选段原文 ::
------------------------------------------------------------

Split是并发处理的最小粒度，所以并发的粒度是FileSlice

    HoodieTableFileSystemView fsView = new HoodieTableFileSystemView(metaClient, commitTimeline, fileStatuses); //调用addFilesToView，提前加载FileGroup
    final String endInstant = instantToIssue.getTimestamp();
    final AtomicInteger cnt = new AtomicInteger(0);
    final String mergeType = this.conf.getString(FlinkOptions.MERGE_TYPE);
    List<MergeOnReadInputSplit> inputSplits = writePartitions.stream()
        .map(relPartitionPath -> fsView.getLatestMergedFileSlicesBeforeOrOn(relPartitionPath, endInstant) //根据endInstant读出相应的FileGroup最新的FileSlice
            .map(fileSlice -> {
              Option<List<String>> logPaths = Option.ofNullable(fileSlice.getLogFiles()
                  .sorted(HoodieLogFile.getLogFileComparator())
                  .map(logFile -> logFile.getPath().toString())
                  .collect(Collectors.toList()));
              String basePath = fileSlice.getBaseFile().map(BaseFile::getPath).orElse(null);
              return new MergeOnReadInputSplit(cnt.getAndAdd(1),
                  basePath, logPaths, endInstant,
                  metaClient.getBasePath(), maxCompactionMemoryInBytes, mergeType, instantRange); //对于每个FileSlice生成一个MergeOnReadInputSplit，包含basePath和logPaths
            }).collect(Collectors.toList()))
        .flatMap(Collection::stream)
        .collect(Collectors.toList());
    return Result.instance(inputSplits, endInstant);

所以最终在monitorDirAndForwardSplits，

collect出每个split，

在StreamReadMonitoringFunction中，注意他的state，

会将issuedInstant记录到ListState中，

private transient ListState<String> instantState;

 @Override
  public void snapshotState(FunctionSnapshotContext context) throws Exception {
    this.instantState.clear();
    if (this.issuedInstant != null) {
      this.instantState.add(this.issuedInstant);
    }
  }

StreamReadOperator

先看下Operator的State，

State只能是ListState，所以在snapshot的时候，需要把Queue转成List，然后恢复的时候再放回Queue

  private transient ListState<MergeOnReadInputSplit> inputSplitsState; //在Snapshot的时候存储Queue
  private transient Queue<MergeOnReadInputSplit> splits; //缓存接收到InputSplits

  // Splits are read by the same thread that calls #processElement. Each read task is submitted to that thread by adding
  // them to the executor. This state is used to ensure that only one read task is in that splits queue at a time, so that
  // read tasks do not accumulate ahead of checkpoint tasks. When there is a read task in the queue, this is set to RUNNING.

------------------------------------------------------------

记录 ::
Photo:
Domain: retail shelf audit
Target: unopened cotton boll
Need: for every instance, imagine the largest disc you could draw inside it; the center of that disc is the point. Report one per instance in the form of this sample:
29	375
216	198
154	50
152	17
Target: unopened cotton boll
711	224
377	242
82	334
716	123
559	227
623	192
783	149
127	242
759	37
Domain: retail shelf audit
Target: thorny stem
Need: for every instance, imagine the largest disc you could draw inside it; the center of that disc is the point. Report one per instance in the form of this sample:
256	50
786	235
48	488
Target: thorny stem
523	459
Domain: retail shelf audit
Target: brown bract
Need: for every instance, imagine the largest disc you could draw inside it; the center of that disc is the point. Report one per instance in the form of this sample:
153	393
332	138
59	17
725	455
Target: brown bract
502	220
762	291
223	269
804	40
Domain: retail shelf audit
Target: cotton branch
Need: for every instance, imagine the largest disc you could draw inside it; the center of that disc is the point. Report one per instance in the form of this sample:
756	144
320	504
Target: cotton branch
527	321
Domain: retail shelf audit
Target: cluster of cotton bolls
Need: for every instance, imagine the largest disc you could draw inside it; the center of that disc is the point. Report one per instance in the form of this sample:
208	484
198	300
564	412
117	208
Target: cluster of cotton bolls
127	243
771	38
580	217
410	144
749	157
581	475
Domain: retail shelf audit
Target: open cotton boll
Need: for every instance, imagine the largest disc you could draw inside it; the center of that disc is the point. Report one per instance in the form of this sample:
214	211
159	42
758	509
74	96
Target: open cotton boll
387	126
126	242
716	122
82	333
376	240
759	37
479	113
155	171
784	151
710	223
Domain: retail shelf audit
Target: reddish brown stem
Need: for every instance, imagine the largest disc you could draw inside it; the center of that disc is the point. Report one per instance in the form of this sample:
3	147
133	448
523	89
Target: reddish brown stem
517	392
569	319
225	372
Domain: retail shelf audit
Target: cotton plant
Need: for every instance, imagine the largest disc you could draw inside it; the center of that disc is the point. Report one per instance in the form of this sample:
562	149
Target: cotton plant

------------------------------------------------------------

任务清单 ::
1. 把讲流式读取的那段文字从“先看下Operator的State，”开始、到“set to RUNNING.”结束的部分改写一遍，把其中的“恢复”换成“还原”。
2. 讲流式读取的那段文字停在哪里，就从哪里接着往下写。

参考答案 ::
1.
先看下Operator的State，

State只能是ListState，所以在snapshot的时候，需要把Queue转成List，然后还原的时候再放回Queue

  private transient ListState<MergeOnReadInputSplit> inputSplitsState; //在Snapshot的时候存储Queue
  private transient Queue<MergeOnReadInputSplit> splits; //缓存接收到InputSplits

  // Splits are read by the same thread that calls #processElement. Each read task is submitted to that thread by adding
  // them to the executor. This state is used to ensure that only one read task is in that splits queue at a time, so that
  // read tasks do not accumulate ahead of checkpoint tasks. When there is a read task in the queue, this is set to RUNNING.

2.
  // When there are no more files to read, this will be set to IDLE.
  private transient volatile SplitState currentSplitState; //当前是否在处理split

  @Override
  public void initializeState(StateInitializationContext context) throws Exception {
    super.initializeState(context);

    // TODO Replace Java serialization with Avro approach to keep state compatibility.
    inputSplitsState = context.getOperatorStateStore().getListState(
        new ListStateDescriptor<>("splits", new JavaSerializer<>())); //恢复出ListState

    // Initialize the current split state to IDLE.
    currentSplitState = SplitState.IDLE; //初始化state

    // Recover splits state from flink state backend if possible.
    splits = new LinkedBlockingDeque<>(); //
    if (context.isRestored()) {
      int subtaskIdx = getRuntimeContext().getIndexOfThisSubtask();
      LOG.info("Restoring state for operator {} (task ID: {}).", getClass().getSimpleName(), subtaskIdx);

      for (MergeOnReadInputSplit split : inputSplitsState.get()) {
        splits.add(split); //将ListState中的split放回Queue
      }
    }

    this.sourceContext = Utils.getSourceContext(
        getOperatorConfig().getTimeCharacteristic(),
        getProcessingTimeService(),
        getContainingTask(),
        output,
        getRuntimeContext().getExecutionConfig().getAutoWatermarkInterval());

    // Enqueue to process the recovered input splits.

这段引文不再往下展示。